### Exercise description
Rescale the part of the lines that opens at the very start and closes with the line containing "<point>172,117</point>", both ends included, writing every one of those lines out again in full. Multiply each answer coordinate by 0.7 and round to whole numbers, halves up, leaving the sample coordinates unchanged.

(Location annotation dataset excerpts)
-*-

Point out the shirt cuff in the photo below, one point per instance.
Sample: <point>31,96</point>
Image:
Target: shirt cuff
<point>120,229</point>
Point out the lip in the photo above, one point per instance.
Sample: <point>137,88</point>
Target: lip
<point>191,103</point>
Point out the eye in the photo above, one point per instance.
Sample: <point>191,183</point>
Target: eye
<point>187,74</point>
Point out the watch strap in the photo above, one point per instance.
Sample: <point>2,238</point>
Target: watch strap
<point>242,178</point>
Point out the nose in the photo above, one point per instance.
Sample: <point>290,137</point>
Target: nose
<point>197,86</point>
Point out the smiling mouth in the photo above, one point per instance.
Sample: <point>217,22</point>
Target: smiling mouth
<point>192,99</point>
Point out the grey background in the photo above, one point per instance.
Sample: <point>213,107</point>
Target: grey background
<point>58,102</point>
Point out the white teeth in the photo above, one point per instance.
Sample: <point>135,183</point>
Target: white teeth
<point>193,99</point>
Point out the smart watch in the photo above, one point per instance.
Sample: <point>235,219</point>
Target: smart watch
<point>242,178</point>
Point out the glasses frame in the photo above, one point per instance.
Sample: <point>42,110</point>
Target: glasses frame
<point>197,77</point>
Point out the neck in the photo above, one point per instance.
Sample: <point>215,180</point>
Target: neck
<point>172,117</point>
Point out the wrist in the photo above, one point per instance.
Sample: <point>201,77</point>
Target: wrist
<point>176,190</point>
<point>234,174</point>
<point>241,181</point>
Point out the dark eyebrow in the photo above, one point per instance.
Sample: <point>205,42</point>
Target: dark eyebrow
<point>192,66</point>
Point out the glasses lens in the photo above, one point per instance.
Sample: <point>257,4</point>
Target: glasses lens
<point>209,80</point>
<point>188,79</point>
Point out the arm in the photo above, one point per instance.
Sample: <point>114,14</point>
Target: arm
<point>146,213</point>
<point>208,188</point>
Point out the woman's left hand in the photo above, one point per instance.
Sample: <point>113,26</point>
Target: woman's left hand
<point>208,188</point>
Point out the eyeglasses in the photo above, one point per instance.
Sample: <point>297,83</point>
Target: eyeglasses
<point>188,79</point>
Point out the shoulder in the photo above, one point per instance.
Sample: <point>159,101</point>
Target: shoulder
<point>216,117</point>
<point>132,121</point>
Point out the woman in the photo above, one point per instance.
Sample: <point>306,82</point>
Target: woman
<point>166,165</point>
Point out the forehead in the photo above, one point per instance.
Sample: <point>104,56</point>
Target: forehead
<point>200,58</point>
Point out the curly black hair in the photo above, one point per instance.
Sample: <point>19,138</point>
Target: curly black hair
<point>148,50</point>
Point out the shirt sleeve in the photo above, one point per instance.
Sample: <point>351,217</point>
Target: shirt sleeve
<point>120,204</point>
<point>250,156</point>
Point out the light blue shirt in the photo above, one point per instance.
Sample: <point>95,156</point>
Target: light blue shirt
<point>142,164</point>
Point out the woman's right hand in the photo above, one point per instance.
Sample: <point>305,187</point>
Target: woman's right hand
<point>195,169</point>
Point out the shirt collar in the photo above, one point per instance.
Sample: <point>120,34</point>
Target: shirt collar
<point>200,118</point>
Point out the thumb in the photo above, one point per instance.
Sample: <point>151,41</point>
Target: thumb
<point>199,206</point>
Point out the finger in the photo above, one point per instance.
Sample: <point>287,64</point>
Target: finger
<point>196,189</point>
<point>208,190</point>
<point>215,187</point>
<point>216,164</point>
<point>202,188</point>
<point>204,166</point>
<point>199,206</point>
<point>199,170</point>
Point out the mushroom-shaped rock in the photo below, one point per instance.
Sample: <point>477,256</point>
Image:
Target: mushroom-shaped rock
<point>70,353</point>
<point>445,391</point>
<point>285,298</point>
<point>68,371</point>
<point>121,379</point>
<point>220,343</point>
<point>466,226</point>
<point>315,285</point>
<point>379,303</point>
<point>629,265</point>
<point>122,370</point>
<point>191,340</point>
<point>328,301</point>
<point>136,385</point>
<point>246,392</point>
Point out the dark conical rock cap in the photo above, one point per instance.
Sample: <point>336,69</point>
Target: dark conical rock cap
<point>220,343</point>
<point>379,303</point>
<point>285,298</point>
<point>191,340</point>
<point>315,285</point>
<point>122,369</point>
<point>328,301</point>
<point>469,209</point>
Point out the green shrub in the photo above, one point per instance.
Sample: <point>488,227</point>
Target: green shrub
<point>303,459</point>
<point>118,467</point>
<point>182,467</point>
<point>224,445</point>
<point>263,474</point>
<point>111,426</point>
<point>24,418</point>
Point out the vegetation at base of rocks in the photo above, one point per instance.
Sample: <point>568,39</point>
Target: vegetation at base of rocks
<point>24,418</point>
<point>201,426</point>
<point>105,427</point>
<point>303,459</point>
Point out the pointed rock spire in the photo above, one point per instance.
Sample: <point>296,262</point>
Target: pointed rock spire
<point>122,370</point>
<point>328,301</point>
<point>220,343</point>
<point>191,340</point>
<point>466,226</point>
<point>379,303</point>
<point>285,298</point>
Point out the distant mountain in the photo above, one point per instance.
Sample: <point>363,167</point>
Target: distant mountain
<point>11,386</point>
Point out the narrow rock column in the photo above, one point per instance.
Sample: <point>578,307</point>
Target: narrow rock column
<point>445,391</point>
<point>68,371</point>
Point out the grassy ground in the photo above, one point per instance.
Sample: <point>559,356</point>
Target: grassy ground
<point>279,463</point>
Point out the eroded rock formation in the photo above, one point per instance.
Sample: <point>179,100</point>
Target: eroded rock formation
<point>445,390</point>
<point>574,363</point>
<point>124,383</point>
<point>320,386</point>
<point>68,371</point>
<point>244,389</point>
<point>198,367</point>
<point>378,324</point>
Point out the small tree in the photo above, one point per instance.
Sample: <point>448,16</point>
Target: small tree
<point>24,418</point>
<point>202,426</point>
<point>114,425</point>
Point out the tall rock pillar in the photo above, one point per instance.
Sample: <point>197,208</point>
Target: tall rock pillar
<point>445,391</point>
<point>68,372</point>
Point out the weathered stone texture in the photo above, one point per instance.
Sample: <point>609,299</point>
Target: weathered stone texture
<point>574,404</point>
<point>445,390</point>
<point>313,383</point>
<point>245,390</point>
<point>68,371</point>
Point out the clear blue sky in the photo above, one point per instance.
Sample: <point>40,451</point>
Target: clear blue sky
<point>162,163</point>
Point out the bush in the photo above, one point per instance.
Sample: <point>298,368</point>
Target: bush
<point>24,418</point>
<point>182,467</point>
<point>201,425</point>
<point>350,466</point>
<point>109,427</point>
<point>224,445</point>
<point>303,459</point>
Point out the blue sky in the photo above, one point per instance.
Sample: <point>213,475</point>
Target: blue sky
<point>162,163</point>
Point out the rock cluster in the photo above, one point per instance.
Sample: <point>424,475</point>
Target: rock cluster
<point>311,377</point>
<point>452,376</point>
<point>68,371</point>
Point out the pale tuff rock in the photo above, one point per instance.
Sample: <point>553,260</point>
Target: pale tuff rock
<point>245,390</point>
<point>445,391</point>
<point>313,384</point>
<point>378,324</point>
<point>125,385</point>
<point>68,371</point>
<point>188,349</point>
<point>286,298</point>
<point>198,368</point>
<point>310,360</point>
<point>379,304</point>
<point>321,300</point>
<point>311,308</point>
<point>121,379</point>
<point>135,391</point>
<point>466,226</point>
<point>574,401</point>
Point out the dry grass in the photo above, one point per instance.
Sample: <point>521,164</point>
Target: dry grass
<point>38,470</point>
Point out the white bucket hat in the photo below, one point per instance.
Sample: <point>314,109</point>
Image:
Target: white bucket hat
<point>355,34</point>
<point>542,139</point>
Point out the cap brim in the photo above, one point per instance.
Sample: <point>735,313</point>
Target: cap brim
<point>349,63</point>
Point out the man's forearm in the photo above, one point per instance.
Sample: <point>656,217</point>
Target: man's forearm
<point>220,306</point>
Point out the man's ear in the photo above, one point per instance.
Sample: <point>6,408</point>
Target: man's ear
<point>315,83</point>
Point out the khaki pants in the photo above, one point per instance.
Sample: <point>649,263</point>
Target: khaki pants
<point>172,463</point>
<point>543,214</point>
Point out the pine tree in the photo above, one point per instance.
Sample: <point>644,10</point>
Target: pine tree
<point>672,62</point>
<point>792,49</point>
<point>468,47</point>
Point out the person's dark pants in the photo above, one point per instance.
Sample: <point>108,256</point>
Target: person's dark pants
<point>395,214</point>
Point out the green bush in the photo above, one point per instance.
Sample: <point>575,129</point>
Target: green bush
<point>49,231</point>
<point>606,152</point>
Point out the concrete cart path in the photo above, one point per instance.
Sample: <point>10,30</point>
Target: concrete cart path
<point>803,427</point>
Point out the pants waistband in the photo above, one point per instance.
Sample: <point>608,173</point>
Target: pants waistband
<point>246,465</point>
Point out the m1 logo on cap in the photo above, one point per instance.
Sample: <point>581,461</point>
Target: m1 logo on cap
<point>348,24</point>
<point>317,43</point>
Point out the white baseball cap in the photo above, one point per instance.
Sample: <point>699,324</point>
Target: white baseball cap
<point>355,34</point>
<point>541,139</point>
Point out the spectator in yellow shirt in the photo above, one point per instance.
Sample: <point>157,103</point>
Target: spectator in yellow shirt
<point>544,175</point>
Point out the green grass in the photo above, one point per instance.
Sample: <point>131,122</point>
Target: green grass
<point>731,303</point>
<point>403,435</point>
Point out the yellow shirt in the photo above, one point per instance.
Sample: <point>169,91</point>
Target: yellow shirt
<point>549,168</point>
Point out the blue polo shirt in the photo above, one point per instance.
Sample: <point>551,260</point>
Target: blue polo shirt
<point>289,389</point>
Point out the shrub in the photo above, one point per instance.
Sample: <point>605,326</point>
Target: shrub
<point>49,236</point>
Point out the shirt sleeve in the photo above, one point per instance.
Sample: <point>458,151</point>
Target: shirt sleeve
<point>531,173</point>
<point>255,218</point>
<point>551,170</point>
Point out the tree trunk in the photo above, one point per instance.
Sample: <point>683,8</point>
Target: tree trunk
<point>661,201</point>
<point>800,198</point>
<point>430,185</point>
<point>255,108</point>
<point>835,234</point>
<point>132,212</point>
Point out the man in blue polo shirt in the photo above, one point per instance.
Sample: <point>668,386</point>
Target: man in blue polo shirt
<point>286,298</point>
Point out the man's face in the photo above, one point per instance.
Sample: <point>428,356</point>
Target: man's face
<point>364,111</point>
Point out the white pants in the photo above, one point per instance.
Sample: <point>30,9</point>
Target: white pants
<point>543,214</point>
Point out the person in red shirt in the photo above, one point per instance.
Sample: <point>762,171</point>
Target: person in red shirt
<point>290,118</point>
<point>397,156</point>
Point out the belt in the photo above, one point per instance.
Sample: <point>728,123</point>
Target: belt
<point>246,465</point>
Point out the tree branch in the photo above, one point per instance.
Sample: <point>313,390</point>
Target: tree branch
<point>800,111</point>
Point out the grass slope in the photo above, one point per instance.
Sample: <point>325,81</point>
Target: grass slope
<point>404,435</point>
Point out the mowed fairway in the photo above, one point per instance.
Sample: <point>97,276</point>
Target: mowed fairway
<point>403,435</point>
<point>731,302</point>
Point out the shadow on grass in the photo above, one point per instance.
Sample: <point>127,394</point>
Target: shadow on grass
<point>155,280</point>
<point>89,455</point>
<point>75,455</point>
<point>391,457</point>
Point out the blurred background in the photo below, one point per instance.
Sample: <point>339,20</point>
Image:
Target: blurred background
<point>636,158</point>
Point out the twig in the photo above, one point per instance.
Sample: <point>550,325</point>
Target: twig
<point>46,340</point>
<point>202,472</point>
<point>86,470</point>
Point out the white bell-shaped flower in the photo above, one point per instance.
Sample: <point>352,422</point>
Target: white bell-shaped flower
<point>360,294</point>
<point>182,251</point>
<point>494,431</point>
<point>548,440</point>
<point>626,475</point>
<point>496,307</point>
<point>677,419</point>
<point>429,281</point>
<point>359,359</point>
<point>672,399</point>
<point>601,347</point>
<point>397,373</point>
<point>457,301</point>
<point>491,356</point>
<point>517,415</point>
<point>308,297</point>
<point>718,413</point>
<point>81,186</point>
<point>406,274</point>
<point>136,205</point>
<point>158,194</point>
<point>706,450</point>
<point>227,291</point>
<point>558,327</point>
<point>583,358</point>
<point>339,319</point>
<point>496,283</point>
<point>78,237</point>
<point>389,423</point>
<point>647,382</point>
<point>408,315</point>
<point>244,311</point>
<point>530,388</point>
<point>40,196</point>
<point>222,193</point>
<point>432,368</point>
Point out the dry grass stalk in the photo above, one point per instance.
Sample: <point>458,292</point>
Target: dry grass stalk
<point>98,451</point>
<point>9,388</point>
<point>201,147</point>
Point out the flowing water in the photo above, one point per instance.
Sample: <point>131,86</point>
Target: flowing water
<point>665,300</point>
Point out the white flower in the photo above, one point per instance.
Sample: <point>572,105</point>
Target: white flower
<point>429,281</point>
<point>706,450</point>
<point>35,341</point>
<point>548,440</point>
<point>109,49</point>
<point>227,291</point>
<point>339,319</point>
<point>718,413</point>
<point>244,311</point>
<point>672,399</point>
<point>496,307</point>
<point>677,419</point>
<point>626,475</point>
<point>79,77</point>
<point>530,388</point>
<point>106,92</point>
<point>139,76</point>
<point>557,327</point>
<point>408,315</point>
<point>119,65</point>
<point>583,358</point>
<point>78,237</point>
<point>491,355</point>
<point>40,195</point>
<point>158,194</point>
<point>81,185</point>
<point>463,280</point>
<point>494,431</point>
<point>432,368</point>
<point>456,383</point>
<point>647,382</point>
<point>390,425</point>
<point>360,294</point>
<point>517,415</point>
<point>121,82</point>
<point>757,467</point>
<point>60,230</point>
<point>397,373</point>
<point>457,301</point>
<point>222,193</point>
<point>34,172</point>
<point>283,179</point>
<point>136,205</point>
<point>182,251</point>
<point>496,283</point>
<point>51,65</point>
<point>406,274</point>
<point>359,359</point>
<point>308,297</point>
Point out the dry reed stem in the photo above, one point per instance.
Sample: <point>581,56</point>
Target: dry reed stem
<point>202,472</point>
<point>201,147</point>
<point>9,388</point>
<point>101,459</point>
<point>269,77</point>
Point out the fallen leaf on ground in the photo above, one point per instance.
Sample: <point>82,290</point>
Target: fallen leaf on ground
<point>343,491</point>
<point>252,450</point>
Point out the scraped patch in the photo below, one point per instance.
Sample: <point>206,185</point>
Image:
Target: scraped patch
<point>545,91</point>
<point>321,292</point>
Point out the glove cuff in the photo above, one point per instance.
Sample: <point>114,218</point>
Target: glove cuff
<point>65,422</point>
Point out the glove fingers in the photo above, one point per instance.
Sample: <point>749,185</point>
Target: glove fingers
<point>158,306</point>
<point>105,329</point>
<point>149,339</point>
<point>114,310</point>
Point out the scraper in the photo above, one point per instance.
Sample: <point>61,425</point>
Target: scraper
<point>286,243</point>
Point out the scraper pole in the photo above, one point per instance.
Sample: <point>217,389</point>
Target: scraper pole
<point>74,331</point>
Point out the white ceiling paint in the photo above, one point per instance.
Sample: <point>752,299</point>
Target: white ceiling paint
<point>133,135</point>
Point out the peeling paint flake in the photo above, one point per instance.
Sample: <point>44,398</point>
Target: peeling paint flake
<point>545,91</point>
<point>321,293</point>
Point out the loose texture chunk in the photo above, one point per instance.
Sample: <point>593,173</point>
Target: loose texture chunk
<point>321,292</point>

-*-

### Result of the exercise
Point out the shirt cuff in the photo below, one point per instance.
Sample: <point>31,96</point>
Image:
Target: shirt cuff
<point>84,160</point>
Point out the lip in the photo above, one point per instance.
Sample: <point>137,88</point>
Target: lip
<point>134,72</point>
Point out the eye in the photo above, one point per instance.
Sample: <point>191,183</point>
Target: eye
<point>131,52</point>
Point out the watch strap in the photo above, one point per instance.
Sample: <point>2,238</point>
Target: watch strap
<point>169,125</point>
Point out the nose in the photo above, one point per instance.
Sample: <point>290,137</point>
Target: nose
<point>138,60</point>
Point out the smiling mouth in the photo above, one point per instance.
Sample: <point>217,22</point>
Target: smiling mouth
<point>134,69</point>
Point out the grey background in the photo above, one point per instance.
Sample: <point>213,107</point>
Target: grey background
<point>41,71</point>
Point out the white teeth in the photo above, one point per instance.
Sample: <point>135,183</point>
Target: white teeth
<point>135,69</point>
Point out the smart watch in the photo above, one point per instance.
Sample: <point>235,219</point>
Target: smart watch
<point>169,125</point>
Point out the glasses frame in the photo above, one point per instance.
Sample: <point>42,110</point>
Target: glasses frame
<point>138,54</point>
Point out the neck in the photo above, one point per instance.
Sample: <point>215,180</point>
Target: neck
<point>120,82</point>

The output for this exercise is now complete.